Text to read:
Traveling today’s gentle tide
with new appreciation
no matter our doings here
sun keeps its own course.
from the ground, a growing sense:
balance is a distant star.
Renga for the Fifth Season | Cartography Primer No 2
Saturday, September 27, 2014
2pm | 18 Phats Valley Road, Truro, MA
Cartography Primer is a series of workshops that will investigate the Pamet Marsh area through mapping and exploratory exercises. Cartography Primer No 2 will take place Saturday, September 27th at 2pm, at Phats Valley Residency in Truro, MA and will be led by artists-in-residence Oliver Kellhammer and smudge studio.
“The sun and the moon are eternal voyagers; the years that come and go are travelers too. For those whose lives float away on boats, for those who greet old age with hands clasping the lead ropes of horses, travel is life, travel is home.”

Set of tasks:
1. In the Cartography Primer text, who will lead Cartography Primer No 2?
2. Carry on the Cartography Primer text from its last sentence, keeping to its subject.
You won't need the lines that come after this.

Information shown:

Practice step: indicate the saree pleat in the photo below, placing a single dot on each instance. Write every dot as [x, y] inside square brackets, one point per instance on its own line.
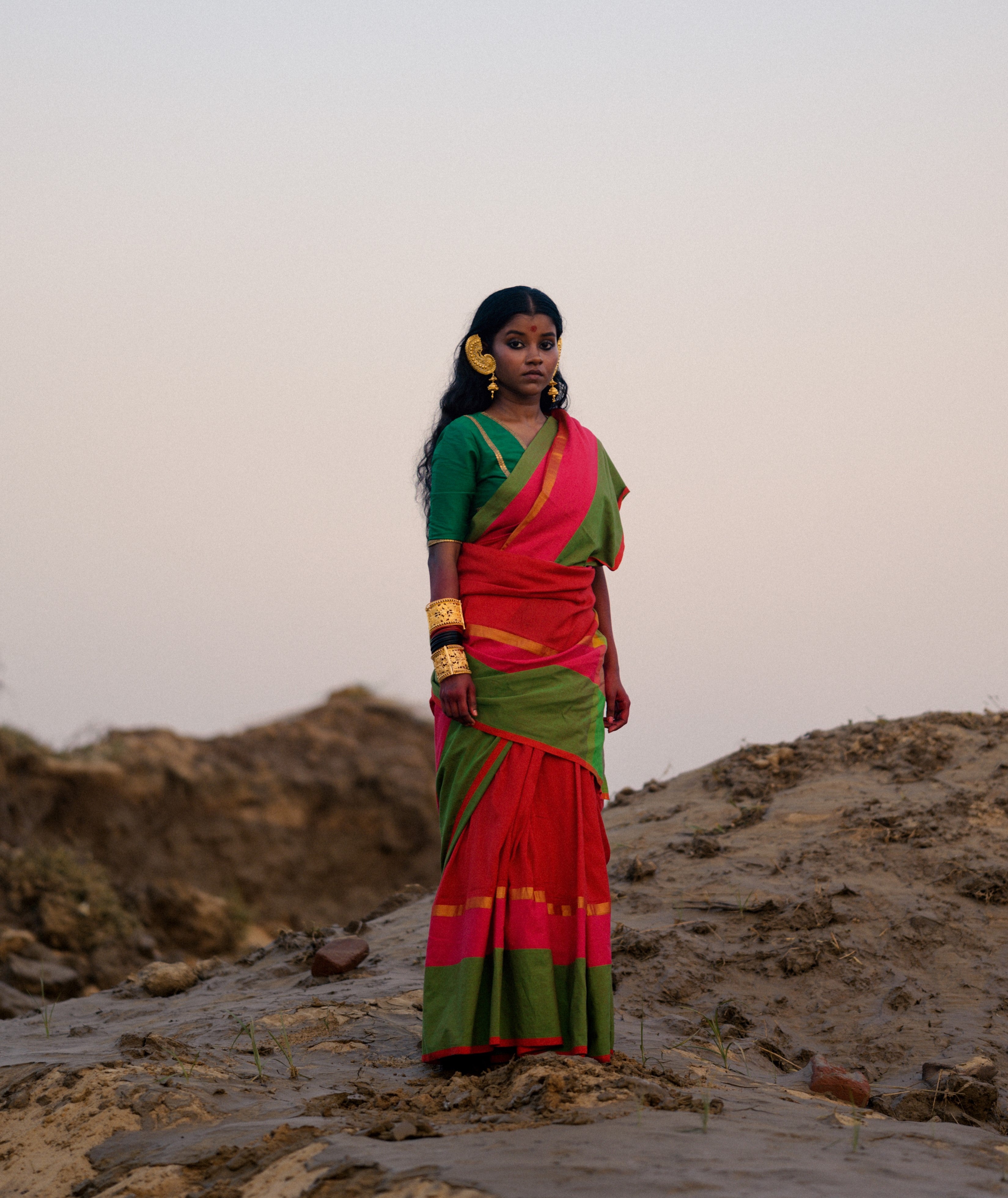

Outputs:
1. Artists-in-residence Oliver Kellhammer and smudge studio.

2.
—From Narrow Road to Interior, Matsuo Bashō (松尾 芭蕉), translated by Helen Craig MCCullough
In the spring of 1689, Japanese poet Matsuo Bashō set out on a five-month journey in Japan. His experiences are documented in his book, Narrow Road to the Interior, also known as The Narrow Road to the Deep North. While traveling, Bashō drew upon and further developed a 500-year old practice of collaborative haiku poetry called renga. Bashō’s style of renga included juxtapositions of place, events and allusions to literary, historic and mythic sources. Renga, in its most basic form, is recognized as being inherently collaborate (linked verses by multiple authors build upon each other’s words), inspired by the environmental and social contexts of the moment (such as what trees are in bloom, what stage the moon is in, and who is present at the time of the renga writing “party”), and responsive to the impermanence of the moment.
On Saturday, September 27th, artists-in-residence Oliver Kellhammer and smudge studio will practice a contemporary translation of Bashō’s collaborate, time-based poetic form and journey-based practice for Cartography Primer No. 2. They will use that translation to produce a collaborative, renga-inspired work that speaks to the impermanence and continuous renewal of “place” and daily life: the change that makes the world.
Today a renga-like creative practice that responds to the unfolding contexts of its own production would involve many social and environmental conditions unknown to Basho. Indeed, the material conditions of daily life in 2014 are barely understood by those of us who are living them.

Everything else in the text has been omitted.